— Selected passage —
● ● ● ● ● ● ●

The best of these, I feel, is the title story, "At the Mountains of Madness." This was frequently deprecated and revised by the author himself, who had some misgivings about it. It tells of a journey into uncharted lands in Antarctica, and the discoveries therein of the remains of alien races who visited the Earth in prehistoric times. The story seems to be an attempt to explain the Cthulhu Mythos, and as such contains lengthy descriptions of the race and its culture, which would actually be unwarranted in an initial exploration. It also reads like an archaeological tract, and lacking any real dialogue throughout, has a somewhat stodgy and trudging pace. Lovecraft himself realised this during his revisions. Despite this, the story contains an atmosphere of mystery, cumulative tension and real snatches of spectral terror, as in the hints of unnaturally high mountain ranges flung into the edge of space, glimpsed partially through the eyes of a frightened pilot. "At the Mountains of Madness" leans closely towards the field of SF, which much of Lovecraft's later work begins to approximate.
"The case of Charles Dexter Ward" is a much less accomplished work, being overly long and rather melodramatic, also having a laboured pace in search of an obvious conclusion. It tells of an individual who has obtained several re-incarnations through witchcraft, and the means by which he is identified as a wizard by terrified local citizens. The story "the Alchemist", one of Lovecraft's very early tales, provides a key to the work, of which it seems a fore-runner.

● ● ● ● ● ● ●

— Raw data —
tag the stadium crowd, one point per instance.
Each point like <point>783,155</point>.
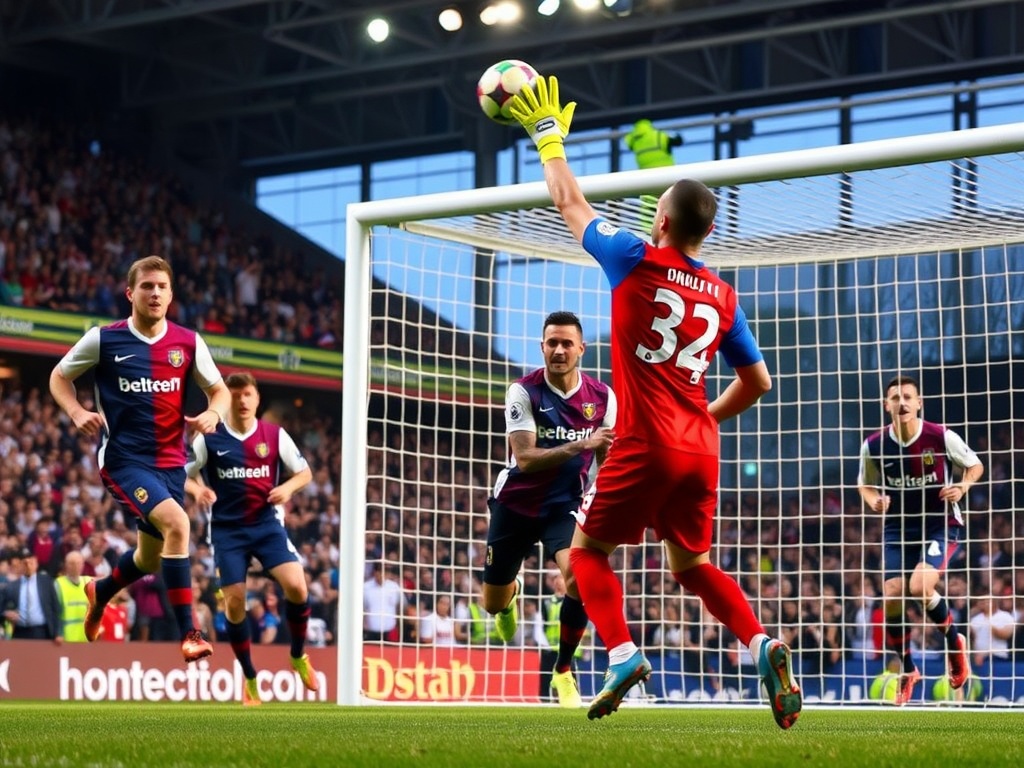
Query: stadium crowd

● ● ● ● ● ● ●

— What to do —
Write what comes next in the review of Lovecraft's stories, starting right after its last sentence. The listing isn't needed for this.

— Task response —
"The Dream-Quest of Unknown Kadath" is a lengthy form of Lovecraft's Dunsanian works, and indeed contains number of characters and ideas set out in his early tales such as "The Cats Of Ulthar", "Celephais" and " "the Quest of Iranon." It is one of the Randolph Carter stories, (a version of Lovecraft himself) in which he explores some of his own ideas in a dream format. Some of Dunsany's influence can still be seen in this and "the Silver Key/Through the Gates of the Silver Key." Less structured than "At the Mountains of Madness", these tales have a rambling quality that interferes with the build-up of tension in the best of HPL's stories.
The reader can see a shift in Lovecraft's ideas suggesting that he may have been moving from mere horror to a kind of more mature version of SF/Horror predating other writers who have since worked in this vein. There is, I feel, a clear indication of a gradual maturing of his fantastic work which was never fully developed owing to his untimely death. The stories in this volume cannot really stand as the best of HPL, but they seem to represent the development of a vein which promised enormous potential. A laboured read in places, but worth it at times for the pulse of horror and glimpses of real power which can be found among the rambling. The devotee must not ignore these stories, the connoisseur must decide for himself.The flavour of the stories is purely original, and not to be found in the writings of other authors. Recommended with some reservation.